# [TAREA 1]
En el texto sobre la represión policial en Cuba, ¿qué contesta el alacrán de la fábula rusa?
# [TAREA 2]
Sustituye "alacrán" por "escorpión" en el pasaje del texto sobre la represión policial en Cuba que empieza con "Pero lo hacían" y sigue hasta "ser nauseabundamente cruel.".
# [TAREA 3]
Prosigue el texto sobre la represión policial en Cuba a partir de su última oración.

# [FRAGMENTO DE TEXTO]
★ ★ ★ ★ ★
Pero lo hacían en la sombra. Ahora no. Y esa es una excelente noticia.
Porque la gran noticia sería que nunca lo hicieran, ¿verdad? Sería que dejaran de partir huesos y mandíbulas. La noticia que quisiéramos dar sería que los cuerpos policiales cubanos por una vez, por una miserable vez, fueron aliados del pueblo y no sus verdugos. Pero esto es una canción de cuna que no me puedo permitir a estas alturas: pedirle a una dictadura que no sea dictadura, que no mate o golpee o encarcele o reprima, es pedirle a aquel alacrán de la fábula rusa que no clave el aguijón a la rana que lo ha salvado de la inundación. “Es mi naturaleza”, respondió el célebre alacrán. Es la naturaleza de cualquier dictadura ser nauseabundamente cruel.
Entonces, si van a reprimir, al menos es buena noticia que lo hagan en público. Me permito un uso fugaz de sus vocablos: “Desde aquí, yo les exhorto a seguir cumpliendo con su deber de esa encomiable manera”.
Porque se nos dichavan como nunca pensamos que serían capaces de hacerlo. ¡Cómo se nota que el cerebro tenebroso, el papá de los dictadores astutos, se partió al medio hace rato y tiene incomodidad eterna en su pedrusco santiaguero!
★ ★ ★ ★ ★
# [LISTADO PROPORCIONADO]

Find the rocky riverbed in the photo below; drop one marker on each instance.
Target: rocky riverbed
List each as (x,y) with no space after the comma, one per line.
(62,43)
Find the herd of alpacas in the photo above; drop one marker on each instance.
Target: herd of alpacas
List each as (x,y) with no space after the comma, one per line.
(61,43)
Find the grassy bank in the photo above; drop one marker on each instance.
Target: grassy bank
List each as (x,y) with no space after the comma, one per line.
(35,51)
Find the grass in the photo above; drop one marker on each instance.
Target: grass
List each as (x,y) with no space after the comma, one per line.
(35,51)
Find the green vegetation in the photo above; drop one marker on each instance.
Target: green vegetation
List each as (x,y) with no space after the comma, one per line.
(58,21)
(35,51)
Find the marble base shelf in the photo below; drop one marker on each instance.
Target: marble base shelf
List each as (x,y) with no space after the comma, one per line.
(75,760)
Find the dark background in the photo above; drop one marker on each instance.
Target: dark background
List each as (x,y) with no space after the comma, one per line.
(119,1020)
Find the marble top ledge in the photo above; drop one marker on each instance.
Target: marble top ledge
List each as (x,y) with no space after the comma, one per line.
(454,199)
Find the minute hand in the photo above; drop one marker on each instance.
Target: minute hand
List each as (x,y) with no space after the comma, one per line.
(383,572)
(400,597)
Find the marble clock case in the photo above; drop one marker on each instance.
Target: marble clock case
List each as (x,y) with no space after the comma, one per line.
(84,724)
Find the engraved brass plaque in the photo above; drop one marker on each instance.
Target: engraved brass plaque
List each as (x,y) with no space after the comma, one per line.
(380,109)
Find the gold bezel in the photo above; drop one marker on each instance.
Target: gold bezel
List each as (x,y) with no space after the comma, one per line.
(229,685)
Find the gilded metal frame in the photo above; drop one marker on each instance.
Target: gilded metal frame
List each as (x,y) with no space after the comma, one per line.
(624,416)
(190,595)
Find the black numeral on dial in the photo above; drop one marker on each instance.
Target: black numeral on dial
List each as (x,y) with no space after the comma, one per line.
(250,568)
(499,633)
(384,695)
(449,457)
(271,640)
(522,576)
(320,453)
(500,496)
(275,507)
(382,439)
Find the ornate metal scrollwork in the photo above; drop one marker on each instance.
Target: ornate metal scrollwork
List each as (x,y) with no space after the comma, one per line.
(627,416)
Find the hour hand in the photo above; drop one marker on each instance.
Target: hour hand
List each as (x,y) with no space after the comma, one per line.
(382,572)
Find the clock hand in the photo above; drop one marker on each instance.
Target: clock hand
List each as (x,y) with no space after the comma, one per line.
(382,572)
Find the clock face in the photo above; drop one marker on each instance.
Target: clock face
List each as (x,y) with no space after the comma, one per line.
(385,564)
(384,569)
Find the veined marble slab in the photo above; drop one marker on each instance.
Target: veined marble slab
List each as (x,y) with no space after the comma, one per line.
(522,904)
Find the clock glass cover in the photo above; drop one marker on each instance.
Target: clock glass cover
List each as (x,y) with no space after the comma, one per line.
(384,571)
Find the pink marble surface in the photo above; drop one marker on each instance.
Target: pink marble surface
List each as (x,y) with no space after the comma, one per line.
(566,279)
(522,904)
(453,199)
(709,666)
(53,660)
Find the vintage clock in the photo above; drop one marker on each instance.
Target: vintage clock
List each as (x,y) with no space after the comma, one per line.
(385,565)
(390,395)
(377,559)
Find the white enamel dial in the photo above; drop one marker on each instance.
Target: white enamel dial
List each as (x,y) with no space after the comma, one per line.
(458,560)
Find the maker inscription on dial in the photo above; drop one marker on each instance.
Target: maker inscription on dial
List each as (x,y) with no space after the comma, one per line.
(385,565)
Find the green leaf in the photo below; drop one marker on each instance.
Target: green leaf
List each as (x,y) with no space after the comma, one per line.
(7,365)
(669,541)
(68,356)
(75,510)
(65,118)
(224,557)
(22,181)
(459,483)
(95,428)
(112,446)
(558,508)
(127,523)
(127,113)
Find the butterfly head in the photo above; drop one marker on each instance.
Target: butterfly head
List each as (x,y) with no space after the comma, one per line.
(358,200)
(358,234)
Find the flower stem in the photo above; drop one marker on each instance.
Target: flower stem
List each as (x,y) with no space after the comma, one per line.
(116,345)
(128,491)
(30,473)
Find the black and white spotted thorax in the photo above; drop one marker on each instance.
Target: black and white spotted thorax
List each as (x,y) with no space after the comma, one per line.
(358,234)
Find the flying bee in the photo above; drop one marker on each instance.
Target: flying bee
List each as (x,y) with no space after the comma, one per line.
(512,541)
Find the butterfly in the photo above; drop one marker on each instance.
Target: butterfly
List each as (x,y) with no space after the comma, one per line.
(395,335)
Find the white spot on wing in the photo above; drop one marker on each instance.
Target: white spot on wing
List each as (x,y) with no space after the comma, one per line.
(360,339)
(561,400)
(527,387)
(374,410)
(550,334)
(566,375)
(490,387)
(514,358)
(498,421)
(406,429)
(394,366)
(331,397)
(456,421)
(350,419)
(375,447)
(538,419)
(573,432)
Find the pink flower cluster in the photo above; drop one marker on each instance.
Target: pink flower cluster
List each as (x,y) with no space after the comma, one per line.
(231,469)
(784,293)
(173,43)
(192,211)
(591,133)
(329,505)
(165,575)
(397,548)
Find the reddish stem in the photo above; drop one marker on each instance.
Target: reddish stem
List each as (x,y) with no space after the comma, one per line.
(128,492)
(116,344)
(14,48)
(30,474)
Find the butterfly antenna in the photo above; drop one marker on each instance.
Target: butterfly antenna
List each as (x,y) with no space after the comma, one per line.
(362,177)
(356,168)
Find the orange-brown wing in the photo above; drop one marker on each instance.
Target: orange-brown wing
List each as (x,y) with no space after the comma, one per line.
★ ★ ★ ★ ★
# [RESPUESTA 1]
El alacrán responde: "Es mi naturaleza".

# [RESPUESTA 2]
Pero lo hacían en la sombra. Ahora no. Y esa es una excelente noticia.
Porque la gran noticia sería que nunca lo hicieran, ¿verdad? Sería que dejaran de partir huesos y mandíbulas. La noticia que quisiéramos dar sería que los cuerpos policiales cubanos por una vez, por una miserable vez, fueron aliados del pueblo y no sus verdugos. Pero esto es una canción de cuna que no me puedo permitir a estas alturas: pedirle a una dictadura que no sea dictadura, que no mate o golpee o encarcele o reprima, es pedirle a aquel escorpión de la fábula rusa que no clave el aguijón a la rana que lo ha salvado de la inundación. “Es mi naturaleza”, respondió el célebre escorpión. Es la naturaleza de cualquier dictadura ser nauseabundamente cruel.

# [RESPUESTA 3]
Fidel Castro tuvo un tino casi perfecto en esto. Bajo su mando, las golpizas se daban en las catacumbas. Hasta a las Damas de Blanco se les arrestaba por la fuerza, pero se evitaba golpearlas directamente. Él sabía que cada videíto clandestino de un policía pateando la cara de un cubano desarmado, sin amagos de violencia o resistencia, al que le han maltratado desde los derechos hasta la bicicleta, era un dardo venenoso a la obediencia popular.
Fidel Castro sabía que cada una de esas grabaciones donde los enclenques policías cubanos usan a sus pastores alemanes para morder a los mismos ciudadanos que deberían proteger; cada grabación de un abuso de cuatro o cinco uniformados contra un hombre que a veces ni resistencia les ofrece, equivale a un ejército de cubanos viendo esas imágenes en sus casas, en sus computadoras, y preparándose casi inconscientemente para el momento en que le toque a él.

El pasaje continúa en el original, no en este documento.